• Quoted passage:

Raise your hand if you “budget.”
Now keep your hand up if all you really mean is, “I check my bank account once a month to see how much is in there.”
If your hand is up, first off, put it back down before you confuse the barista and the people sitting around you. Now just keep reading this sentence. Yes, they are staring. No, don’t make eye contact.
Good, now that we’re past that bit of awkwardness, I’m glad you’re here because this article is for you! And that’s doubly true if the thought of what’s lurking in your bank account makes you shudder.
Don’t check it now! There will be time for that after the article, I promise.
I want to get one big misconception out of the way upfront. Budgeting is NOT the same as checking your accounts and knowing what’s in there. It is NOT the same as setting up auto-pay on your credit card and bills, though that is a noble thing of you to do. It is not even the same as signing up for Mint so you can track your spending (though Mint and other apps do offer budgeting tools).
Budgeting IS like making a spreadsheet, and as you know, since life is like a spreadsheet, that means budgeting is life.
So how do I start, you ask. How do I make a budget?
Step one, make sure your parents and/or best friends are accountants! Just kidding, though that will certainly help.
As you may already know, Laura comes from a family of accountants – you can read about her favorite childhood maxim, “Life is like a spreadsheet” here. In addition to riveting dinnertime conversations, having a CPA parent comes with major benefits when you start wondering about how to make a budget.
My accounting guardian angel didn’t get his wings until we were in our early twenties. That’s when my best friend Lanny finished his MBA, passed the CPA exam, and became a torch carrying Dividend Diplomat (<<his wicked brilliant dividend investing blog).
He is also, frankly, part of the inspiration for starting Life is Like a Spreadsheet. Thanks, bud!
Lanny seemed to do everything right, while I squandered my early twenties accumulating unnecessary debt and putting off the serious work of planning for my future.
For starters, Lanny worked all through college – a very important strategy for students looking to avoid crippling debt into their 30’s. Amazingly, he never let his part time jobs affect his social life or academics.
Case in point, he finished his bachelor’s in accounting in three and a half years; an amazing feat he followed by earning his MBA in Finance 17 months later. Most impressively – he didn’t take out one penny of student loans, scraping together tuition every semester as he went.
In his first year out of school he passed all four parts of the CPA exam, got his professional start as an auditor a large firm, and somehow found time to buy a house.
I meanwhile, was busy heating up at the beer pong table and catching naps between classes. Alas, sweet zzzz’s were not the only thing I accrued during school. I also got my cut of the student debt pie.
After four years of undergrad, a semester abroad, and one year of law school (that’s a sad tale for another post), all told, the damage was a whopping $60,000! Ouch!
What’s funny is that my and Lanny’s financial lives began on the exact same day nearly 15 years ago. As 8th graders we were offered jobs after school answering phones and filing paperwork in the office. It only paid $4.90 an hour (not even minimum wage at the time), but helped start us each on the path to financial freedom.
I just tend to wander down side roads a bit more.

• Extracted material:

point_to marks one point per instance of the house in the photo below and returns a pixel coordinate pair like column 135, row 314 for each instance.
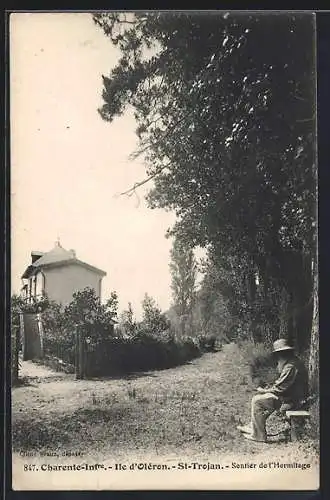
column 57, row 274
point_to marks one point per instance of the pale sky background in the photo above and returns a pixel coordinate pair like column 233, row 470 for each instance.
column 67, row 164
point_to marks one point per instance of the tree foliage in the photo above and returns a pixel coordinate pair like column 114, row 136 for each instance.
column 154, row 322
column 225, row 111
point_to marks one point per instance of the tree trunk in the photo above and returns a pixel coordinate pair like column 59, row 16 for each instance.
column 314, row 345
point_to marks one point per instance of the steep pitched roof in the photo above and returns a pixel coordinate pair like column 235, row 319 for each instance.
column 58, row 256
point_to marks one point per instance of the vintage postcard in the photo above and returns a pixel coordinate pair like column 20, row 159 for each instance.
column 164, row 271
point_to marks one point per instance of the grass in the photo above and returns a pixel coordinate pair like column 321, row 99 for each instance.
column 192, row 410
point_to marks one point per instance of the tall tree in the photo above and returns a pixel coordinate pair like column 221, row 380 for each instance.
column 154, row 322
column 183, row 273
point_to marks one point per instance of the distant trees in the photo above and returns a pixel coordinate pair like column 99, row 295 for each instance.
column 154, row 322
column 225, row 111
column 127, row 324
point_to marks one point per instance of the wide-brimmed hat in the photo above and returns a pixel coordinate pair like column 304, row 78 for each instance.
column 281, row 345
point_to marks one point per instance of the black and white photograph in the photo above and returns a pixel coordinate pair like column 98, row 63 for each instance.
column 164, row 250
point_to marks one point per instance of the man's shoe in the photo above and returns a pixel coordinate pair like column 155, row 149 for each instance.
column 247, row 429
column 252, row 438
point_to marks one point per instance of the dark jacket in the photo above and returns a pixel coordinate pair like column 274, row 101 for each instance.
column 292, row 384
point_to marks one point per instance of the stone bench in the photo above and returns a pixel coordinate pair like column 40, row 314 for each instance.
column 297, row 420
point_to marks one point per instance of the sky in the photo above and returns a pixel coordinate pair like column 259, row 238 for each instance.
column 68, row 166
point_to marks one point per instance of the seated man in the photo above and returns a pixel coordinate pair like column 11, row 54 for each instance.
column 290, row 389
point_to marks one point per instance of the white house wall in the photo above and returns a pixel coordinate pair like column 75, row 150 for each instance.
column 62, row 282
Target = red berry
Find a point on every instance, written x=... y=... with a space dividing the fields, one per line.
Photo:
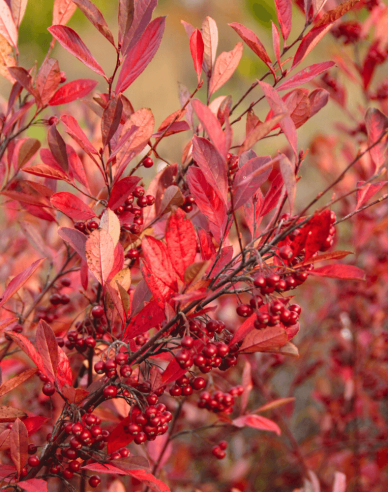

• Questions:
1. From the budgeting article, list each thing the writer says budgeting is not the same as.
2. Answer these from the budgeting article:
(a) How much per hour did the 8th-grade office job pay?
(b) How long after finishing his bachelor's degree did Lanny earn his MBA in Finance?
(c) What was the writer's total student debt?

• Answers by item number:
1.
- Checking your accounts and knowing what's in there
- Setting up auto-pay on your credit card and bills
- Signing up for Mint so you can track your spending

2.
(a) $4.90 an hour
(b) 17 months
(c) $60,000